● **Reading text**
══════

A wraparound service is developed and/or approved by a child
and family team, is community-based and unconditional, is culturally
competent and includes the delivery of coordinated, highly individualized
services in three or more life domain areas of a child and family.
A Child and Family Team, at minimum, includes: 1. The parent
and/or surrogate parent (i.e., foster parent or guardian); 2. If the
child is in custody, the appropriate representative of the state (social
worker or probation officer); 3. A lead teacher and/or vocational
counselor; 4. If the child is in mental health treatment, or should
be in mental health treatment, the appropriate therapist or counselor;
5. A case manager or services coordinator (a person who is responsible
for ensuring that the services are coordinated and accountable); 6.
An advocate of the child and/or parent; and 7. Any other person influential
in the child's or parent's life who may be instrumental in developing
effective services, such as a neighbor, a physician, a relative, or
a friend. In addition, the child should be included on the team unless
to do so would be detrimental to the development of the child.
Community-based means in the local community or rural area
where the child and his/her family live. Restrictive or institutional
care should be accessed for brief stabilization only.
Culturally Competent means that the child and family team are
culturally sensitive and the services are tailored to the particular
culture and values of the child and family.

══════

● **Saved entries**

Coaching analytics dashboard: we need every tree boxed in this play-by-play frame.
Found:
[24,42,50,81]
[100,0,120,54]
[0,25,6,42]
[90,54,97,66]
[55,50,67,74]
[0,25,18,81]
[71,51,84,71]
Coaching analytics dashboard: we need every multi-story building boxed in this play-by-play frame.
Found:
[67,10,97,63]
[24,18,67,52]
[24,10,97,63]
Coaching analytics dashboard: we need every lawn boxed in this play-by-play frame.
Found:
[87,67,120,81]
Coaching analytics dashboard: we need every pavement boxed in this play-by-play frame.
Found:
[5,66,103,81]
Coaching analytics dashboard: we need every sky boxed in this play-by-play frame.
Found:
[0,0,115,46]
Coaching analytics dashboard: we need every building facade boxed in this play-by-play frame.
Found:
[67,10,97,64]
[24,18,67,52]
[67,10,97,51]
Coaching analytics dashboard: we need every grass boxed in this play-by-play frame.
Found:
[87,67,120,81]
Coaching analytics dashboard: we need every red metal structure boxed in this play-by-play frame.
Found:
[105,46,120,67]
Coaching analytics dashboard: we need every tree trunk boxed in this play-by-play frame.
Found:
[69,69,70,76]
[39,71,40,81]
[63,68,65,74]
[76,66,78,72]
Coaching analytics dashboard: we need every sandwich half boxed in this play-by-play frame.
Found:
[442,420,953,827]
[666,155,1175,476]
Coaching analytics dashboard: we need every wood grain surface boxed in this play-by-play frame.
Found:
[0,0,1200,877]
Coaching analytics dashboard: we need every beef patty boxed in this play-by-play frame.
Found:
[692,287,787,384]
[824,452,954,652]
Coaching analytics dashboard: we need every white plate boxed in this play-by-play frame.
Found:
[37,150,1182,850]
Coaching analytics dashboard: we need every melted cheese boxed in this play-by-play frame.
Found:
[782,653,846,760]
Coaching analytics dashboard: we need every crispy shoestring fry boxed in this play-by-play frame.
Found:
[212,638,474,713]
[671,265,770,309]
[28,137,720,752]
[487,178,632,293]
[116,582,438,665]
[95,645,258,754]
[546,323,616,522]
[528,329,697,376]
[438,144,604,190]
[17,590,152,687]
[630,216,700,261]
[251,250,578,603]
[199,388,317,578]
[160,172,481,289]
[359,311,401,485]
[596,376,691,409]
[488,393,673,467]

══════

● **Tasks for this exercise**
A: According to the text on wraparound services, when should the child be left off the child and family team? Give the reason in one to three sentences.
B: Do these statements agree with the wraparound services text? Answer yes or no for each, and quote the deciding words of the text. (i) A physician is a required member of every Child and Family Team. (ii) A wraparound service delivers services in at least three life domain areas. (iii) Restrictive or institutional care may be used for long-term placement.
C: Continue the text on wraparound services from where it stops.

● **Exercise responses**
A: The child should be left off the team only when including the child "would be detrimental to the development of the child." Otherwise the child should be on the team.

B:
(i) No: "Any other person influential in the child's or parent's life who may be instrumental in developing effective services, such as a neighbor, a physician, a relative, or a friend."
(ii) Yes: "services in three or more life domain areas of a child and family."
(iii) No: "Restrictive or institutional care should be accessed for brief stabilization only."

C:
Unconditional means that the team agrees to never deny services
because of extreme severity or disability, to change services as needs
of the child and family change, and to never reject the child or family
Individualized services are based on specific needs of the
child and/or family, and not on a particular categorical intervention
model. "Needs" are defined in positive terms, such as a
need of a child to do art or the need to continue to excel in school;
as well as in terms that imply a need for remedial action, such as
a need of a parent to get employment or the need of a child to stop
hurting other children and learn appropriate interaction skills. These
individualized services are both traditional (therapy, foster care,
etc.) and non-traditional (hiring a special friend, bringing staff
to live in a family home, special recreational services, etc.)
Life domain needs are areas of basic human needs that almost
everyone experiences. These are: 1. Residential (a place to live);
2. Family or surrogate family; 3. Social (friends and contact with
other people); 4. Educational and/or Vocational; 5. Medical; 6. Psychological/Emotional;
7. Legal (especially for children with juvenile justice needs); 8.
Safety (the need to be safe); and other case-specific life domain
areas such as cultural/ethnic needs or community needs.